**Required work:** Can you carry on the review of the crime series Poker Face, picking up right after its last sentence?

**Source excerpt:**
Why crime caper Poker Face with blue-collar detective Charlie Cale is your perfect summer binge-watch

poker face natasha lyonne

Credit: Peacock; Sky

Under Her Eye


Why crime caper Poker Face with blue-collar detective Charlie Cale is your perfect summer binge-watch

By Kavitha Rao

2 years ago

6 min read

In need of something to watch? Kavitha Rao explains why Natasha Lyonne’s Poker Face should be the top of your list.


You watched Succession, and still feel drained by that brutal finale. You need a fun, frothy frolic to regroup. Perhaps a show about people who buy their clothes at Primark, not Prada. Enter the delicious Natasha Lyonne in Poker Face, Sky’s addictive crime caper, created (and sometimes directed) by Rian Johnson, who gave us Knives Out and Glass Onion.

Lyonne plays Charlie Cale, a human lie detector who can tell whether the words out of anyone’s mouth are the truth or “Bullshit!” Charlie works as a cashier in a Vegas casino, alongside her best friend Natalie, who works as a maid (Dascha Polanco). Her skills at poker are sought by casino boss Sterling Frost Jr (played by a louche Adrian Brody). But when Natalie turns up dead, Charlie is roped into a cover-up that goes wrong and has to go on the run from Sterling’s sinister father, Sterling Frost Sr (Ron Perlman). She embarks on a road trip across America, fleeing from hitman Cliff Legrande (Benjamin Bratt doing his best to channel Anton Chigurh in No Country For Old Men) and taking menial jobs to survive while solving crimes along the way.

**Data section:**
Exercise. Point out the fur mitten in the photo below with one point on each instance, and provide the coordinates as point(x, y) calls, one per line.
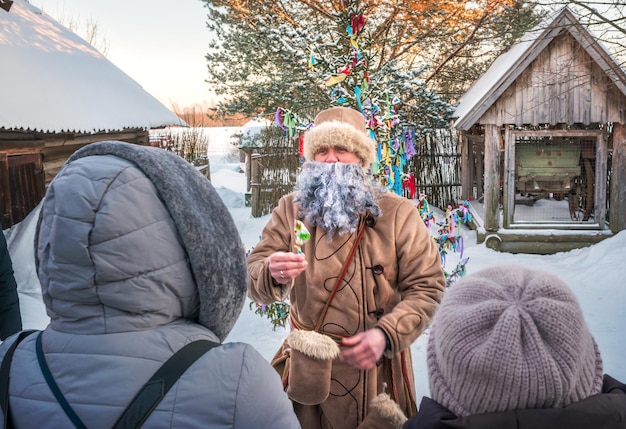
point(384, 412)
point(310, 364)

**Exercise response:**
Rian Johnson drew inspiration from vintage wisecracking shows Columbo and Magnum PI, and there are shades of Jessica Fletcher in Murder, She Wrote, too. Like Columbo, the series follows more of a ‘howdunit’ format, which means the murderer is revealed at the beginning of each episode, but that doesn’t make it less interesting to watch. The first season consists of 10 episodes, taking Lyonne from Nevada to Texas via Cleveland and Atlantic City. 

natasha lyonne and dascha polanco in Poker Face

Credit: Sky; Peacock

What makes Poker Face so bingeable is Lyonne’s incredible likeability. The trademark raspy voice, deadpan delivery, the way she says “bullshit” with just the right level of disbelief. You want to be her best friend, get a choppy bleached fringe just like her, and hang out drinking beer in her 1969 blue Plymouth Barracuda.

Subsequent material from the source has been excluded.